[ASSIGNMENT]
Write the records out again in full, word for word.

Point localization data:
......

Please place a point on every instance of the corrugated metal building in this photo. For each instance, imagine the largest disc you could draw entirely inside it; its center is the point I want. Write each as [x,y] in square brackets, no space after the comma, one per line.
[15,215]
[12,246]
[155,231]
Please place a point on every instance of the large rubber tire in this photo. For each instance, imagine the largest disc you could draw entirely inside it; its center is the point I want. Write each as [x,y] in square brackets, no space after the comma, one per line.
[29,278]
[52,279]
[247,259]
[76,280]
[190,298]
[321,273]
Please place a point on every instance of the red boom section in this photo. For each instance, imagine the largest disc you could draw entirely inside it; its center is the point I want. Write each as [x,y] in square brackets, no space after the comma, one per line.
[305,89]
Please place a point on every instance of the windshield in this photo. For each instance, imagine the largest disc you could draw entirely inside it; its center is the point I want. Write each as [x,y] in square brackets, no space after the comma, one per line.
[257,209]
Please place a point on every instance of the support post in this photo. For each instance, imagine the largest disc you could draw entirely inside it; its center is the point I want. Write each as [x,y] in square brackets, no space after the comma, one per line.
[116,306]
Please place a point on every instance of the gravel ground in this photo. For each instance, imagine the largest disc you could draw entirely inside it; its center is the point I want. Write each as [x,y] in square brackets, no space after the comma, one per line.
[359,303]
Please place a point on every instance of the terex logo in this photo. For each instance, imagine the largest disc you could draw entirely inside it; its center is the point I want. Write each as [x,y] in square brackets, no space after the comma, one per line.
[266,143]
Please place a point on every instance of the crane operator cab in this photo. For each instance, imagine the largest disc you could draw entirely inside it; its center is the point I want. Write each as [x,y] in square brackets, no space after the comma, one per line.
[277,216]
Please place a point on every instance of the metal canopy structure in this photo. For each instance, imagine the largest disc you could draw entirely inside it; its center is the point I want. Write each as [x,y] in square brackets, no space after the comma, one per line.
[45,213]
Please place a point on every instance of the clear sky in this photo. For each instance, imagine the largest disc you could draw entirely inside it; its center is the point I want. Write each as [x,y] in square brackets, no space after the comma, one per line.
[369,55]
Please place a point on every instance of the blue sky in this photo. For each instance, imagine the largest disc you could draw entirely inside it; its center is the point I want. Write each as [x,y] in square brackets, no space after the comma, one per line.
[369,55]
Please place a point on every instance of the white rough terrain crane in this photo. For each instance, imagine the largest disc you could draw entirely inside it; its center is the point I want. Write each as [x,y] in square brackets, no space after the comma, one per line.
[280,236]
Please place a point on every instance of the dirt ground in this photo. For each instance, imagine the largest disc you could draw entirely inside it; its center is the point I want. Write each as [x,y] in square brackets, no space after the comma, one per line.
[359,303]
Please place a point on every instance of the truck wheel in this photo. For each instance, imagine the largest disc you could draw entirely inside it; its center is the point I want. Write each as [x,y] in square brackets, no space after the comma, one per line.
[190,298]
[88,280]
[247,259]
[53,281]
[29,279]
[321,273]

......

[ANSWER TO THE EXERCISE]
Please place a point on every instance of the corrugated metal building in this photo. For each instance, imagine the largest disc you could draw entirely inside it; its center is the point I want. Write each as [x,y] in square brackets, no space after the comma, one per line.
[15,215]
[12,246]
[155,231]
Please place a point on every instance of the large rubber tire in this photo. For each instance, imagine the largest disc you could draw entirely inside it; its center is the point I want. Write each as [x,y] in square brackets, no space after the comma, one per line.
[29,278]
[52,279]
[247,259]
[76,280]
[190,298]
[321,273]
Please place a point on every instance of the red boom section in this photo. For each instance, imagine the largest disc you could draw entirely inside it; its center is the point I want. Write each as [x,y] in square brackets, no space after the comma, one per line.
[305,89]
Please place a point on every instance of the windshield in this photo. For each instance, imagine the largest disc you could draw entirely inside it; its center is the point I want. Write each as [x,y] in square brackets, no space after the comma, one per line.
[257,209]
Please place a point on every instance of the support post in this photo. For each instance, imagine the largest disc you could draw entirely inside it; its center is the point I want. Write each as [x,y] in square brackets, no space after the comma, one per line.
[116,306]
Please place a point on every instance of the gravel ground in this photo. For each instance, imagine the largest disc you could draw entirely inside it; its center is the point I want. Write each as [x,y] in square brackets, no space after the comma, one per line.
[359,303]
Please place a point on every instance of the terex logo in this photo. For each instance, imagine the largest disc you could draw entirely inside it; its center is the point I want. Write each as [x,y] in square brackets, no space after the comma, one per line.
[266,143]
Please place a point on every instance of the crane operator cab in this photo. For each instance, imagine the largest disc you could draw entirely inside it; its center is the point I want. Write each as [x,y] in square brackets, no space after the comma, one per line.
[277,216]
Please place a point on every instance of the metal canopy structure in this photo. For each instance, imagine the largest disc you could draw entirely inside it; its center is the point I want. Write each as [x,y] in square brackets, no space after the comma, one per line.
[45,213]
Please place a point on every instance of the clear sky in this photo. For each instance, imagine the largest disc you could draw entirely inside it; its center is the point I want. Write each as [x,y] in square brackets, no space after the comma, one per line.
[369,55]
Please place a point on every instance of the blue sky in this photo. For each instance, imagine the largest disc you could draw entirely inside it; its center is the point I want. Write each as [x,y] in square brackets, no space after the comma, one per line.
[369,55]
Please place a point on every instance of the white rough terrain crane in this photo. For each instance, imagine the largest disc you could draw entirely inside it; its center is the point I want. Write each as [x,y] in square brackets, no space after the comma, one per line.
[280,236]
Please place a point on every instance of the dirt ground in this photo. For each instance, imagine the largest disc you could draw entirely inside it; its center is the point I want. Write each as [x,y] in square brackets, no space after the comma, one per line.
[359,303]
Please place a point on every instance of the truck wheel in this photo. For each instance, imagine the largest disc you could draw entirely inside it; its center is the point I want. Write each as [x,y] in square brackets, no space after the comma, one per line.
[190,298]
[88,280]
[247,259]
[53,281]
[29,279]
[321,273]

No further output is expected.